#### STATED EXERCISE:
Copy each of the records below word for word, keeping every line in its original order.

#### STORED ROWS:
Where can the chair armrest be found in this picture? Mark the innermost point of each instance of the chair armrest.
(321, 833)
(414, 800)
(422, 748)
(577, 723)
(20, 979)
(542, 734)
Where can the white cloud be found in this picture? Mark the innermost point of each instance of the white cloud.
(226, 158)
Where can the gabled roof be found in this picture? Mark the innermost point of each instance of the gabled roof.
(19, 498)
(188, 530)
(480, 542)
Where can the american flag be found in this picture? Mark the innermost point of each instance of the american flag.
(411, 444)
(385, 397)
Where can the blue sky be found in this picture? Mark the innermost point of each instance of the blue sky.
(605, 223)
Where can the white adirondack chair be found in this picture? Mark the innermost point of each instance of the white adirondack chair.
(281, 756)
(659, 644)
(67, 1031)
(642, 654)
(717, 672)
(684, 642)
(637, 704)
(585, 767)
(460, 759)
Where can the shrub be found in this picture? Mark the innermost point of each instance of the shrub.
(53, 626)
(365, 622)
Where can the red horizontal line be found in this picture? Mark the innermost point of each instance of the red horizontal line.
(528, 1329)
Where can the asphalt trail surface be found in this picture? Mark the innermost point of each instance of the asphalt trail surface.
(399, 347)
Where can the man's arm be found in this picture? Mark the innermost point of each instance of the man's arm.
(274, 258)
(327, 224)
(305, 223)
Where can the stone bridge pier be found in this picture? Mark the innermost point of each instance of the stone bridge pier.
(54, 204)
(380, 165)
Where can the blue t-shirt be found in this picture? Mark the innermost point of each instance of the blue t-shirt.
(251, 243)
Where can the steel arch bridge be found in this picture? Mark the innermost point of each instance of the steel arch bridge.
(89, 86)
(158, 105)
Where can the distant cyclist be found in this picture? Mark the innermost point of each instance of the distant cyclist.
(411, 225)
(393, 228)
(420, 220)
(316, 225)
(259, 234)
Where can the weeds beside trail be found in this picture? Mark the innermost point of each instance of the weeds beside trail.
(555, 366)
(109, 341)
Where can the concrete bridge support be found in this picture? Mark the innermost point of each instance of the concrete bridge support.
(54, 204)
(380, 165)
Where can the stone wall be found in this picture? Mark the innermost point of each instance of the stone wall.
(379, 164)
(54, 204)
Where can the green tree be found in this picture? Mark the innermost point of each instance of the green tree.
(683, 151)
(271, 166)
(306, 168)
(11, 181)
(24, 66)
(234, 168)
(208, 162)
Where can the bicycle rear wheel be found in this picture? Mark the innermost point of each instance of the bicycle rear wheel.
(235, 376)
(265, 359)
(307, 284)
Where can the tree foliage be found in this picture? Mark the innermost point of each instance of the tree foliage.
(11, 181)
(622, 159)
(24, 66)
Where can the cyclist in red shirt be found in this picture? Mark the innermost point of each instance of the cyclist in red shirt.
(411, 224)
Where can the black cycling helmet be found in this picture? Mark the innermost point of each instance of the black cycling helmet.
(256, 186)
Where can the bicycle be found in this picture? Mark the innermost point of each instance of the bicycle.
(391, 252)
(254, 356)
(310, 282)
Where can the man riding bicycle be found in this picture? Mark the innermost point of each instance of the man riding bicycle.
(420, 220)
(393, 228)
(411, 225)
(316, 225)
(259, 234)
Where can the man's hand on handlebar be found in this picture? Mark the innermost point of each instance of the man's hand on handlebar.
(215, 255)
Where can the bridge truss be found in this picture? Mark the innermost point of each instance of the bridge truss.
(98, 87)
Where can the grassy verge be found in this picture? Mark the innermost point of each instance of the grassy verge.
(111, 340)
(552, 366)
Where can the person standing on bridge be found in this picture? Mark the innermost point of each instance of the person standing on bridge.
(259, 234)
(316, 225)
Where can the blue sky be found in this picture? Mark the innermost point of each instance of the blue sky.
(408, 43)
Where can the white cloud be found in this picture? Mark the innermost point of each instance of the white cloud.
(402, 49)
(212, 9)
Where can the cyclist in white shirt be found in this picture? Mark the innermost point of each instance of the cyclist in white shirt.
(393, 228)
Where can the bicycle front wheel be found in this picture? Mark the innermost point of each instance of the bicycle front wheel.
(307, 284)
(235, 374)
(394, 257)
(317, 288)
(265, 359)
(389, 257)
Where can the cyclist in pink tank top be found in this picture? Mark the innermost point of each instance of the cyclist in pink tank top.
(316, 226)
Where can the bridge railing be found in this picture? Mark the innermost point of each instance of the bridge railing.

#### OUTPUT:
Where can the chair armrest be found in this picture? Mark the innermost point of each instance of the chair armrest.
(321, 833)
(414, 800)
(422, 748)
(577, 723)
(20, 979)
(542, 734)
Where can the white cloud be found in this picture? Mark the innermost point of each instance of the white cloud.
(226, 158)
Where can the gabled roof be found in this picture? Mark the innermost point of each instance of the gabled roof.
(19, 498)
(188, 530)
(480, 542)
Where can the american flag be found in this picture? Mark the innermost point of each instance of the american flag.
(411, 444)
(385, 397)
Where can the blue sky be found in this picture? Mark the innermost point of each instance of the blue sky.
(605, 223)
Where can the white adirondack chair be found in this picture? Mark the innermost point of each instance of the white adirondack chair.
(281, 756)
(659, 644)
(67, 1031)
(642, 654)
(717, 672)
(684, 642)
(637, 704)
(585, 767)
(460, 759)
Where can the shrub be found in this picture? Mark the innermost point of each instance of the shrub.
(53, 626)
(365, 622)
Where can the red horizontal line be found in this picture? Mark the innermost point of each instance of the red horizontal line.
(528, 1329)
Where can the asphalt trail surface be found in this picture? Mark the innermost point of each instance of the asphalt trail surface.
(399, 347)
Where can the man's arm be found in this picture? Mark the innermost point of each instance of the man's arm.
(274, 258)
(327, 224)
(305, 223)
Where can the stone bridge pier be found in this picture? Mark the innermost point of each instance of the stone bridge pier.
(54, 204)
(380, 165)
Where can the blue t-shirt be found in this picture? Mark the innermost point of each instance of the blue t-shirt.
(251, 243)
Where can the steel arch bridge be found in this picture? Mark the innermost point of each instance of the steel arch bridge.
(89, 86)
(158, 105)
Where can the distant cyclist be found in this picture? Mark the innermost point of each instance of the distant cyclist.
(411, 225)
(393, 228)
(420, 220)
(316, 225)
(259, 234)
Where can the weeds beside trail be found in this picture? Mark the innermost point of each instance of the weeds beside trail.
(555, 366)
(109, 341)
Where can the concrete bridge support be found in this picture? Mark the innermost point of each instance of the concrete bridge support.
(54, 204)
(380, 165)
Where can the stone wall be found in this picture? Mark the innermost point of each instance of the stone wall.
(379, 164)
(54, 204)
Where can the green tree be found in this picture? Mark the innermost point of each instance of the green tree.
(683, 151)
(271, 166)
(306, 168)
(11, 181)
(24, 66)
(234, 168)
(208, 162)
Where can the bicycle rear wheel be found in this picture? Mark the innermost point of each instance of the bicycle rear wheel.
(235, 376)
(265, 359)
(307, 284)
Where can the tree foliage be found in this picture? Mark the innermost point of each instance of the tree foliage.
(11, 181)
(622, 159)
(24, 66)
Where can the cyclist in red shirt be found in this picture? Mark the innermost point of each instance of the cyclist in red shirt.
(411, 224)
Where can the black cycling helmet be found in this picture? Mark the innermost point of each instance of the black cycling helmet.
(256, 186)
Where can the bicycle be found in this picture? Mark the innermost point of each instance of the bicycle.
(391, 252)
(254, 356)
(310, 282)
Where can the man riding bicycle be found in this picture? Mark the innermost point of each instance of the man riding bicycle.
(420, 220)
(393, 228)
(411, 225)
(316, 225)
(259, 234)
Where can the man's hand on handlebar be found in this picture? Mark the innermost point of each instance of the man's hand on handlebar.
(215, 255)
Where can the bridge truss be found in this picture? Mark the innermost point of each instance of the bridge truss.
(98, 87)
Where can the grassy verge be found in this picture? Mark the innermost point of each instance of the grassy verge.
(111, 340)
(552, 366)
Where can the person standing on bridge be found in this picture? Mark the innermost point of each instance of the person standing on bridge.
(259, 234)
(316, 225)
Where can the blue sky be found in this picture? Mark the innermost point of each instance of the blue sky.
(408, 43)
Where can the white cloud be found in this picture? Mark the innermost point of each instance of the white cloud.
(402, 49)
(212, 9)
Where can the cyclist in white shirt be found in this picture? Mark the innermost point of each instance of the cyclist in white shirt.
(393, 228)
Where can the bicycle front wheel be found in this picture? Mark the innermost point of each instance of the bicycle front wheel.
(307, 284)
(235, 374)
(394, 257)
(317, 288)
(265, 359)
(389, 257)
Where can the cyclist in pink tank top be found in this picture? Mark the innermost point of each instance of the cyclist in pink tank top.
(316, 226)
Where can the bridge railing be found in this picture? Mark the innermost point of each instance of the bridge railing.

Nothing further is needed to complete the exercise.